Apply what you read >>
1. Can you retype the stretch of the boost-circuit passage from "2.3 Lower computer" through "the upper computer."?
2. How would the passage on the pulse boost output circuit go on after its last sentence? Write that continuation.

Source document >>

2.3 Lower computer master boost output circuit
The lower computer controls the pulse generation module and the boost module to perform corresponding operations according to the control commands received from the upper computer, and feeds back information to the upper computer.
With the Atmega128 microcontroller as the lower computer control core, the program outputs PWM stimulation pulses with variable frequency and variable duty cycle. The Atmega128 chip has a PWM wave output pin, and programming it can achieve high-quality PWM wave output. Programming TWI to control the output resistance of the AD5241 chip to modulate the MAX1771 DC-DC boost circuit to achieve multi-level adjustable boost, and the symmetrical pulse module can achieve the output of a stable pulse wave. The output pulse is captured by the built-in AD of Atmega128. Considering that the amplitude of the output signal is between 12 and 100V, and the reference voltage selected by the AD module is 5.0V, the output voltage is connected to the analog input channel through a resistor divider, and then the collected analog voltage value is transmitted to the host computer and multiplied by the corresponding multiples to achieve the reproduction of the output intensity. The function realization flow chart of the lower computer is shown in Figure 5.

3 Output pulse waveform
The upper computer operation interface is connected to the lower computer system through the USB module for system testing. The upper computer control interface is used to send corresponding control instructions to the lower computer to achieve digital boost intensity adjustment and symmetrical pulse waveform output. Figure 6 shows the output waveform of mode 2 (100Hz square wave, 0.2ms pulse width) captured by two channels of Tektronix TDS2014 oscilloscope.

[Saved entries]
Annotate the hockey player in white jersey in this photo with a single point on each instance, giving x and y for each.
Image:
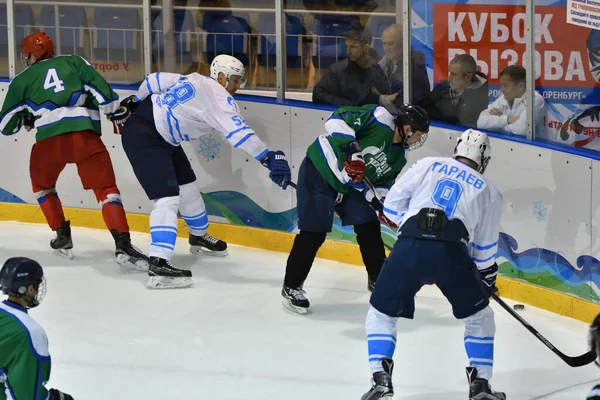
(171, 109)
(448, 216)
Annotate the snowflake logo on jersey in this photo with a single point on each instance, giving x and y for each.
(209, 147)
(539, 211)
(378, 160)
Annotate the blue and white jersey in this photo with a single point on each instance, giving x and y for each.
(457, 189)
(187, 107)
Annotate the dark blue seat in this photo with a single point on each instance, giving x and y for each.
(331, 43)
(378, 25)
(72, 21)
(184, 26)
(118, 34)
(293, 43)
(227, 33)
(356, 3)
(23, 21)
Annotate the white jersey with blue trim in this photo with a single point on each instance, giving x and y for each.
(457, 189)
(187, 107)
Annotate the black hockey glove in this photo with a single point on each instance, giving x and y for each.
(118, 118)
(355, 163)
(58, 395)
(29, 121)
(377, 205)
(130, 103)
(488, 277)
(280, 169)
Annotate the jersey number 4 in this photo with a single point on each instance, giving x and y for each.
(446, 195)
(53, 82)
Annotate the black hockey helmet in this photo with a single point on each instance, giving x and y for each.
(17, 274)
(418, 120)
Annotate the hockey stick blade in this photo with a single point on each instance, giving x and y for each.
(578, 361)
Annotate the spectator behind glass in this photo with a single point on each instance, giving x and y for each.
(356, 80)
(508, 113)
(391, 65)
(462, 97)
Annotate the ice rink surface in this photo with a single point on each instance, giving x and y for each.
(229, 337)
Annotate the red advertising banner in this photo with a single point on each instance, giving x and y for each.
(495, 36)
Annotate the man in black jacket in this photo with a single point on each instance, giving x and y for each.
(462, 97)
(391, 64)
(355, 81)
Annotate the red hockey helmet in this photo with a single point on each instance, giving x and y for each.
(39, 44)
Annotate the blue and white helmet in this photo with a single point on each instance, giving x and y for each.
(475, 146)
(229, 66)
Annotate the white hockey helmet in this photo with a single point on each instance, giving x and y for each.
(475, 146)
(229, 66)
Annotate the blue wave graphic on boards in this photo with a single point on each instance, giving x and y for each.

Outputs for the tasks >>
1.
2.3 Lower computer master boost output circuit
The lower computer controls the pulse generation module and the boost module to perform corresponding operations according to the control commands received from the upper computer, and feeds back information to the upper computer.

2.
4 Conclusion
This system is based on the combination of the PC-based upper computer control interface and the waveform-generating lower computer, realizing precise and adjustable digital boost and real-time controllable mutually symmetrical pulse output. The adjustment of the pulse output waveform and voltage range can meet the needs of different users. The use of digital potentiometers instead of analog potentiometers makes the control of the system more flexible and convenient. The complementary symmetrical output circuit can ensure the stability of the output voltage and the safety of the user. USB communication makes the connection between the upper computer and the lower computer more convenient and fast, which is conducive to the rapid response and intelligent diagnosis and treatment of the system. This system has good stability, high security, easy-to-operate interface, and broad application prospects.